PASSAGE FOR REVIEW =>
★ ★ ★ ★ ★

Wednesday, August 25, 2010

General Boarding Will Begin in a Few Minutes

I'm at Logan Airport right now waiting to fly away to Ohio. It's a work thing and I feel positively nothing like George Clooney. I wish I had a tightly packed carry-on and was a very handsome bachelor (I actually don't think he's that good looking, is that weird?)

They make you watch some commercial video before they allow you to have wireless access - but I totally won that game by staring at the coffee counter while it played. I think Logan just got served.

Ryan is in San Francisco at a baseball game. On the phone you can hear all kinds of ambient noise that suggests a picture of cheerful cheering fans, happy half-eaten hot dogs, tans, just tons of happy tanned people who love baseball and get to live in California. Meanwhile, back in East Boston everything is a pretty blinding shade of gray and the light at the end of the tunnel is a deluxe room at the La Quinta next to the Cleveland airport. DUMPS! I'M IN 'EM! I don't think Doritos will help but I'm wondering if it's worth a shot.

My dad gave me a crossword puzzle and a newly sharpened pencil, and earlier today I downloaded "The Orchard", Ra Ra Riot's new CD -- so these are the things that I'm concentrating on. Really trying not to think about those Doritos. Or moving to California.

You know, that girl from Up in the Air that won an Oscar is also featured in the Twilight movies. How stupid does that make Kristen Stewart feel? Or maybe Kristen Stewart doesn't feel stupid, she only ever feels tired and peeved. I think I feel like Kristen Stewart. Not George Clooney.


Tuesday, August 24, 2010

Ramona Quimby, Age A Bajillion

Beverly Cleary is currently on CBS news. She is grandmotherly in the strictest sense, an Easter-white halo of hair and delicate cardigan over her shoulders. She used to be a children's' librarian, she says. She also says that kids are very much the same inside today as they were when she began writing books. She's written more than thirty books. She says she doesn't have any idea what a Kindle is.

My aunt Mary is a children's' librarian and the most voracious reader I've ever met. She zooms through books daily, weekly, and is full of wonderful observations about her words and worlds. Sometimes I think of how many people and stories (real and imagined) must occupy her brain and it's dizzying.

I feel very full and happy when I'm in the middle of a good book. I feel like I'm accomplishing a good thing and I feel like somehow I'm much more human. It's the kind of thing they talk about on NPR too much. You know, how distracted we are with websites and tweets and how there's really no such thing as multi-tasking and our brains are turning into oatmeal because of technology. I agree whole-heartedly with all of it (she writes on her blog, the link to which she'll post on Facebook).

Speaking of Facebook, Mary loves that too. It's not all just subtle language, story arcs and big ideas - she gets her fill of status updates and group invites too. So, a healthy mix, I guess. In related news, it turns out I'm the kind of person who wants to talk about what they heard on NPR. Have a thorough barf at that.

Anyway, Beverly Cleary just lifted my whole day up. It's awfully rainy where I am and today was a fat bucket of generalized disdain. Ms. Cleary though, she looks like an angel.

★ ★ ★ ★ ★

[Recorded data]
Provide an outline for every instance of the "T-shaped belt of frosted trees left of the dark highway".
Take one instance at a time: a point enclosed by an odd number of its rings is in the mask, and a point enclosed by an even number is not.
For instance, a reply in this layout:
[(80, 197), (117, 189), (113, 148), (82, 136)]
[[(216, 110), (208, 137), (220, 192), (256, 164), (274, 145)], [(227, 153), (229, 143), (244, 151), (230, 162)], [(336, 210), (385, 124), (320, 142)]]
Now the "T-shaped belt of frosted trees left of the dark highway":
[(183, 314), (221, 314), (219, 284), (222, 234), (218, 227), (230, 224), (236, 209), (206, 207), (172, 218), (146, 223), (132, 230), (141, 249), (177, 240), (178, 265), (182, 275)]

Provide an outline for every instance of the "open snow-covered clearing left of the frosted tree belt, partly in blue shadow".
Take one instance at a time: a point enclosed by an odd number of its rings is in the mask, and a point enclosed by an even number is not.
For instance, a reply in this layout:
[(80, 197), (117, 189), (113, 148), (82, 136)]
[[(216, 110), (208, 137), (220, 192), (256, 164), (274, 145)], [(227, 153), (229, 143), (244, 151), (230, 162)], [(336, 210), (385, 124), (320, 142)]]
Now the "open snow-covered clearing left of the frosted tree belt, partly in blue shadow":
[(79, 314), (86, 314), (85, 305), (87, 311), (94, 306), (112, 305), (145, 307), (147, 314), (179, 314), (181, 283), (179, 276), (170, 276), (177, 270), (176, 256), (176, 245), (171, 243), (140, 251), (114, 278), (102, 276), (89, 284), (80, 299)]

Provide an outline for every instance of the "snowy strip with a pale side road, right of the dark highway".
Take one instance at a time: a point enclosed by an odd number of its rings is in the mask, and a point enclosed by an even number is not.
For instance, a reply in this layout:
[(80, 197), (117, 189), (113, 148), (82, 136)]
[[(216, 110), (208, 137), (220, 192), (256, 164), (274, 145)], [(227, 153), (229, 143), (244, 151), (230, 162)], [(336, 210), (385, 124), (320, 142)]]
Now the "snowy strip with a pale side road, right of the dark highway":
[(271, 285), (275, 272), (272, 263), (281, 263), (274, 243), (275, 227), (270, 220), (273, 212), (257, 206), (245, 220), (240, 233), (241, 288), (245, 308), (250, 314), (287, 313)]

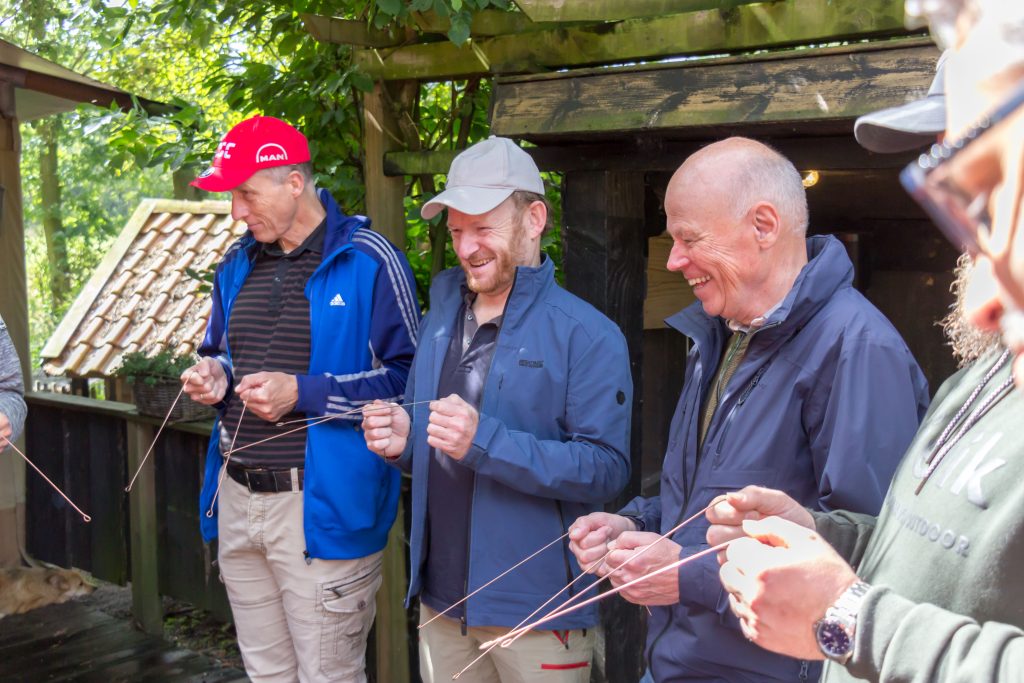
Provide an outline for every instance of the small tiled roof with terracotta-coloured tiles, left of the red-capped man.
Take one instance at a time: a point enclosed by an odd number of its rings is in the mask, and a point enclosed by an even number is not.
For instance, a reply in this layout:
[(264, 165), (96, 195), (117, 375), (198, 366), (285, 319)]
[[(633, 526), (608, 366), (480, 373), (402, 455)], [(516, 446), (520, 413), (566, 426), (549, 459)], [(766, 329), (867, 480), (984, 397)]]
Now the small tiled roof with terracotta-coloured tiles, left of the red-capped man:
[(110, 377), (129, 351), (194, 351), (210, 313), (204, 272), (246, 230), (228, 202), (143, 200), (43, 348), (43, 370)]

★ ★ ★ ★ ★

Retype the blog text from "My dad gave" to "moving to California.". The entries form separate material with no connection to the blog text.

My dad gave me a crossword puzzle and a newly sharpened pencil, and earlier today I downloaded "The Orchard", Ra Ra Riot's new CD -- so these are the things that I'm concentrating on. Really trying not to think about those Doritos. Or moving to California.